─── Supplied records ───

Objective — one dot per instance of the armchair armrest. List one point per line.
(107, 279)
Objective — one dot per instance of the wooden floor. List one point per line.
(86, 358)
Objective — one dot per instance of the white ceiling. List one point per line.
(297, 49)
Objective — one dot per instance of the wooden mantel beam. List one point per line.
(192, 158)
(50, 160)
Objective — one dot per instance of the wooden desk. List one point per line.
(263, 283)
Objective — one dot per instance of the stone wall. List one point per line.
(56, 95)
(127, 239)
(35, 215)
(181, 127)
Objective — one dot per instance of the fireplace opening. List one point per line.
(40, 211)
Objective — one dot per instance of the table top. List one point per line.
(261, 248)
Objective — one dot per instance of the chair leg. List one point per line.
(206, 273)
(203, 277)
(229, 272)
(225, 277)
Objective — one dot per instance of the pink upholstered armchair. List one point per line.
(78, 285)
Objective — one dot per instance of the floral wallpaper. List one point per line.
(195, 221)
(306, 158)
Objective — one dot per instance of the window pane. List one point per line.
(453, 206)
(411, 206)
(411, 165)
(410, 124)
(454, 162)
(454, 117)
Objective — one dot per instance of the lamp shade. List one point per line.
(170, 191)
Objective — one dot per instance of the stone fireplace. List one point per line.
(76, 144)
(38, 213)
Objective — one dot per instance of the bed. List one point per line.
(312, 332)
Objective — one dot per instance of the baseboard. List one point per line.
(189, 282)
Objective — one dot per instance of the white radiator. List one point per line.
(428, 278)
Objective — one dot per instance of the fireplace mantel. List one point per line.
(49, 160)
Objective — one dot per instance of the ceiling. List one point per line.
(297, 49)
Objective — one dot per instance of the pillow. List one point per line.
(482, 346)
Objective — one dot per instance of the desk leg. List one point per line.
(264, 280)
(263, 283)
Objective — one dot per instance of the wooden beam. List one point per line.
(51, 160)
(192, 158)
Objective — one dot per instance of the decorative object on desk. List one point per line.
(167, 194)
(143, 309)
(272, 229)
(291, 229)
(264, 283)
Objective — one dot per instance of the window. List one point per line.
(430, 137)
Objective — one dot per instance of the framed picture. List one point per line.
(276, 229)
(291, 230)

───
─── Supplied records ───

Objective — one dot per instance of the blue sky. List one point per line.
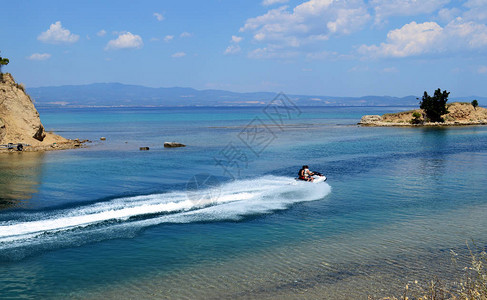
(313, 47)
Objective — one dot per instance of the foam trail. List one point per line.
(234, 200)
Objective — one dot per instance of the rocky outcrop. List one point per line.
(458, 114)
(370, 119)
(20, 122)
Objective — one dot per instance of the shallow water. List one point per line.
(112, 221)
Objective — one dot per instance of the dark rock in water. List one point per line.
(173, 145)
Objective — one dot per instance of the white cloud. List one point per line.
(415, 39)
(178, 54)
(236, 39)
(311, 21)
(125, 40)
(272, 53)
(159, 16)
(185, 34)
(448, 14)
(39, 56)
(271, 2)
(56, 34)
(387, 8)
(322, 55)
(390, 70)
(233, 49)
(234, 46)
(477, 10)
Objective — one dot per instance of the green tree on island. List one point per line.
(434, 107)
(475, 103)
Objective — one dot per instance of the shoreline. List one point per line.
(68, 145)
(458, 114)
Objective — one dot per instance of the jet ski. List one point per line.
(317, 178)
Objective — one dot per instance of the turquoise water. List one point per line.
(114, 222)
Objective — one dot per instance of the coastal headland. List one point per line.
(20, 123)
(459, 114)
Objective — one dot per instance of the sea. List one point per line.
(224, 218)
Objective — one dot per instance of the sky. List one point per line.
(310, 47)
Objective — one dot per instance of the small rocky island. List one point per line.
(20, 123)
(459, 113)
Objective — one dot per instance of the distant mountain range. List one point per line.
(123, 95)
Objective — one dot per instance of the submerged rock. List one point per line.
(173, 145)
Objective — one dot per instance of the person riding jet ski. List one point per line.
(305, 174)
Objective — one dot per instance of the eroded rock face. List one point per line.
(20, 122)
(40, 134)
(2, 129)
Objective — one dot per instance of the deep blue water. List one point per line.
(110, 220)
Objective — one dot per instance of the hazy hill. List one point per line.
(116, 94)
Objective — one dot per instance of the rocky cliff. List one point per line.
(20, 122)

───

> [Directive] Return every line from the two blocks above that contains the word "water".

> [Exercise solution]
Objective — one dot per instance of the shallow water. List one point per line.
Objective — one dot per instance of the dark rock in water. List one point per line.
Objective — one dot per instance of the turquoise water. List one point per line.
Objective — one dot per instance of the deep blue water. List one point per line.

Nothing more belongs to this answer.